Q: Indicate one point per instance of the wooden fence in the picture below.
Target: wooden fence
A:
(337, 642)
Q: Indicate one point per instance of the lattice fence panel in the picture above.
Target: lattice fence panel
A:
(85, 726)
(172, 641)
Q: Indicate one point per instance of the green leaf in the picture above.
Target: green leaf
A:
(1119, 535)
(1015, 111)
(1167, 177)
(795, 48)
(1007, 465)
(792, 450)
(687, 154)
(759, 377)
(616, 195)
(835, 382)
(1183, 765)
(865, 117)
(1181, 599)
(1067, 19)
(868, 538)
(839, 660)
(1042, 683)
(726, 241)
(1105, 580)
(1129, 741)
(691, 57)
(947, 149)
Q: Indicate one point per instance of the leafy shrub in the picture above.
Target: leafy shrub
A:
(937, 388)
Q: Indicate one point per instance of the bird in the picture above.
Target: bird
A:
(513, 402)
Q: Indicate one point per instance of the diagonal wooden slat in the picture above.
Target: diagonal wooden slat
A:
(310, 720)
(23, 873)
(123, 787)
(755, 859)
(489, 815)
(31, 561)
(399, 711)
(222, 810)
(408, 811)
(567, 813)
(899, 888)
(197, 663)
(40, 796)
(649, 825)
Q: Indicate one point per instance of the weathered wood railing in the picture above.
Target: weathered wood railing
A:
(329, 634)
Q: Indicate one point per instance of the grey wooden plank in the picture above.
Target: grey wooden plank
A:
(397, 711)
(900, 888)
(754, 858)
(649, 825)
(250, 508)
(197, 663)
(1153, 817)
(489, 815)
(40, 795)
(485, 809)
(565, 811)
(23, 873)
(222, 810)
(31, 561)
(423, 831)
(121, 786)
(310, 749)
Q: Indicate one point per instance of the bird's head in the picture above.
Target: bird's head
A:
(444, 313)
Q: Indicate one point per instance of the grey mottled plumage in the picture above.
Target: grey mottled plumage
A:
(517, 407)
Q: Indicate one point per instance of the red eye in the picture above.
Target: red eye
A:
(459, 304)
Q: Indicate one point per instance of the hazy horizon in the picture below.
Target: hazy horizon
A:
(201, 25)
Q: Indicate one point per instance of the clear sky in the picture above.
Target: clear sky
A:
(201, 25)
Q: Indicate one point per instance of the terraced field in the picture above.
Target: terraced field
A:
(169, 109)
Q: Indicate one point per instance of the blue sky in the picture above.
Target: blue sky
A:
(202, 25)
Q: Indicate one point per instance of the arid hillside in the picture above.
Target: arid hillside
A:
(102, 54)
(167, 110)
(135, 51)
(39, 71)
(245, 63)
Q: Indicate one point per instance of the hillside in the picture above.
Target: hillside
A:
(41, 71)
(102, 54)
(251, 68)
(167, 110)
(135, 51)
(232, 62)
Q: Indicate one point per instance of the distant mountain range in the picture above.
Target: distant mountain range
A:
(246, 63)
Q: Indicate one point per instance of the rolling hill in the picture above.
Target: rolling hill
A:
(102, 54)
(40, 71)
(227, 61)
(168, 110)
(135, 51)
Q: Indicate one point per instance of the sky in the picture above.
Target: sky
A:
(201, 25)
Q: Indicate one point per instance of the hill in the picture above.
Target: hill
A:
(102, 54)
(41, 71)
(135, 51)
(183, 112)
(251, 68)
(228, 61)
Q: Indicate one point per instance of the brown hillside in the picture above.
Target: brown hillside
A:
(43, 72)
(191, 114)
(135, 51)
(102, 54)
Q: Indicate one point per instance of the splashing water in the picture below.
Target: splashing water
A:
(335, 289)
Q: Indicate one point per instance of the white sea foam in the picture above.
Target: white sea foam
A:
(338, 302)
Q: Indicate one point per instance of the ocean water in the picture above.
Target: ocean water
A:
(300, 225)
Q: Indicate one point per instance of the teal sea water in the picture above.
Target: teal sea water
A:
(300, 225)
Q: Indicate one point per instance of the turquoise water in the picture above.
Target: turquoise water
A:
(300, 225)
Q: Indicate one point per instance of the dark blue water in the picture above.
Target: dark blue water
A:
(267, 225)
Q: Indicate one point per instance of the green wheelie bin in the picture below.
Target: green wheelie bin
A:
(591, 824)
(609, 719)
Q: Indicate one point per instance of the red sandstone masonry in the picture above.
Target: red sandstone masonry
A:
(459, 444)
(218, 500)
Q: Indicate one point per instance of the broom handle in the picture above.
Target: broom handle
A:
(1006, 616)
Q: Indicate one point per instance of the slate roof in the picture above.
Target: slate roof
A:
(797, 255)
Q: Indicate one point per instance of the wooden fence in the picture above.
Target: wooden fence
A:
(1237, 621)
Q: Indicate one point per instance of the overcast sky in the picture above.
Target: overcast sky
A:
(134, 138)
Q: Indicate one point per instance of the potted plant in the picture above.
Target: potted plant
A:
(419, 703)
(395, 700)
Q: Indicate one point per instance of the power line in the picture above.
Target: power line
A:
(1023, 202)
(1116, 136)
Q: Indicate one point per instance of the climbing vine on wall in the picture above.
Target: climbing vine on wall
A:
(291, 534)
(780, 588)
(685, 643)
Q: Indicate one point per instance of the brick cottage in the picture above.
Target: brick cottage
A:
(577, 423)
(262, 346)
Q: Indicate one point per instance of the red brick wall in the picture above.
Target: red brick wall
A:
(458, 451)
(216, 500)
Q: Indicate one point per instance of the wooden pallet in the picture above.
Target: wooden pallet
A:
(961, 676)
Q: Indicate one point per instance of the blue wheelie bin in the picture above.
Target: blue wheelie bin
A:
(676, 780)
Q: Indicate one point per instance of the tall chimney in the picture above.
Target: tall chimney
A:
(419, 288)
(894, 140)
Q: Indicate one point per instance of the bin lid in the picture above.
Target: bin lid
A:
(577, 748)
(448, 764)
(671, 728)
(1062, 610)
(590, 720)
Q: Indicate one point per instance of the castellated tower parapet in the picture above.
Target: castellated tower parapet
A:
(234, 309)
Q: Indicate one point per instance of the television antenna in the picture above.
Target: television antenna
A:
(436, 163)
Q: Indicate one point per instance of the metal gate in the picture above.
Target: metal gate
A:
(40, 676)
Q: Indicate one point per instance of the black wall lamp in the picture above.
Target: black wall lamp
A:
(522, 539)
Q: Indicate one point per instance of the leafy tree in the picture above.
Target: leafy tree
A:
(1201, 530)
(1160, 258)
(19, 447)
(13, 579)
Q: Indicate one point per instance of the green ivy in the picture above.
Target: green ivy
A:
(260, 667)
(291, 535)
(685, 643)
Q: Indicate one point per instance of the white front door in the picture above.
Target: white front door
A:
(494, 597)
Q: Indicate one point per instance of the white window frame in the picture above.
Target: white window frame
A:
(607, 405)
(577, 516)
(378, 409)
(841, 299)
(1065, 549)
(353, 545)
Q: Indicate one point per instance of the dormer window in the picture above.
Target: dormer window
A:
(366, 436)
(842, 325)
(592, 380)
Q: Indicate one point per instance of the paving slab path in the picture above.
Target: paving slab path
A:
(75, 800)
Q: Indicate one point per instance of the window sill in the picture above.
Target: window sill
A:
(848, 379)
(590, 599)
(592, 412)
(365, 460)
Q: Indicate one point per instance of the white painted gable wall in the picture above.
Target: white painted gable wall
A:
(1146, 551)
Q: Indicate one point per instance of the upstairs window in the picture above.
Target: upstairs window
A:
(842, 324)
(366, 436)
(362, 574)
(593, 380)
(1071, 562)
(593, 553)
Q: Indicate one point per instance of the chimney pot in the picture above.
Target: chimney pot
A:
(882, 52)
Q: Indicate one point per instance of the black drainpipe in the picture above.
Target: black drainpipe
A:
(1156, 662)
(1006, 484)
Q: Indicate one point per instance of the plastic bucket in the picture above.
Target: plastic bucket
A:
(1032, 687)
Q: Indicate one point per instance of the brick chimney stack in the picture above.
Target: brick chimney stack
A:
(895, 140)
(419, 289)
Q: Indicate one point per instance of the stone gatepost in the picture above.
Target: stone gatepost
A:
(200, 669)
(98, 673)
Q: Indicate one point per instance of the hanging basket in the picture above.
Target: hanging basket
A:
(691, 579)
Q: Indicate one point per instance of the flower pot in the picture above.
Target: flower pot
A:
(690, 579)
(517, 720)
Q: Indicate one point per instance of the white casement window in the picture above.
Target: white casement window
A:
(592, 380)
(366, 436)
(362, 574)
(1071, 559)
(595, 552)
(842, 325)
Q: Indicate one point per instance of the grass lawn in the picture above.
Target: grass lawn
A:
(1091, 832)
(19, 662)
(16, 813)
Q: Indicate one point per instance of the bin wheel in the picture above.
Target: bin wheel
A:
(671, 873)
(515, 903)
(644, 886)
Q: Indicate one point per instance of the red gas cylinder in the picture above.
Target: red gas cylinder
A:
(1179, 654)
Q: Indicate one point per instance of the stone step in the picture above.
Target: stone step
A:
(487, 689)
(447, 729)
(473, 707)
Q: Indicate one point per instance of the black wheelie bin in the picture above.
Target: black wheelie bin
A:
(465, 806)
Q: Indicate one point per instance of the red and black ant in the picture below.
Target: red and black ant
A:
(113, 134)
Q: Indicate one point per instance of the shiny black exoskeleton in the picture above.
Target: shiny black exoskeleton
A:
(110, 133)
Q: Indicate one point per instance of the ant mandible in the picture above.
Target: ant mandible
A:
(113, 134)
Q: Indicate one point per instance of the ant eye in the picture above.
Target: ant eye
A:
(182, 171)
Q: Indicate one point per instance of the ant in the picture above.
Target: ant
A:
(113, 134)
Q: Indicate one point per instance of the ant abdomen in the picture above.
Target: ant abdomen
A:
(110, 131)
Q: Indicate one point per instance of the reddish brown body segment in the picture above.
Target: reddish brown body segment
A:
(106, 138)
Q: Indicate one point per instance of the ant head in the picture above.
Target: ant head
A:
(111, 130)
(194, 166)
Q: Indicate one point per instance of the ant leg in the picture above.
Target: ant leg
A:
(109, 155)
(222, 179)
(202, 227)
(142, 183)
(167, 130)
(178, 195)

STATED GOAL | Copy out, word for word, the lines of the records starting at the line containing "Q: Indicate one point per instance of the window" and ending at the line containing "(1032, 687)", including both of those lines.

RESULT OF THE EXERCISE |
Q: Indicate one point per instance of the window sill in the picture above.
Target: window sill
A:
(848, 379)
(590, 599)
(592, 412)
(365, 460)
Q: Indicate one point per instance of the white painted gable wall in the picture above.
Target: white painted gable wall
A:
(1146, 551)
Q: Indicate one point per instance of the upstairs window in the picture above.
Target: upstairs window
A:
(842, 324)
(366, 436)
(362, 574)
(593, 380)
(1071, 562)
(593, 553)
Q: Indicate one point per instance of the chimney pot in the picture above.
Target: chimney pot
A:
(882, 52)
Q: Indicate one point per instance of the black drainpipe in the picture above.
Target: black drainpipe
A:
(1156, 662)
(1006, 484)
Q: Indicate one point per instance of the plastic bucket in the picture above.
Target: plastic bucket
A:
(1032, 687)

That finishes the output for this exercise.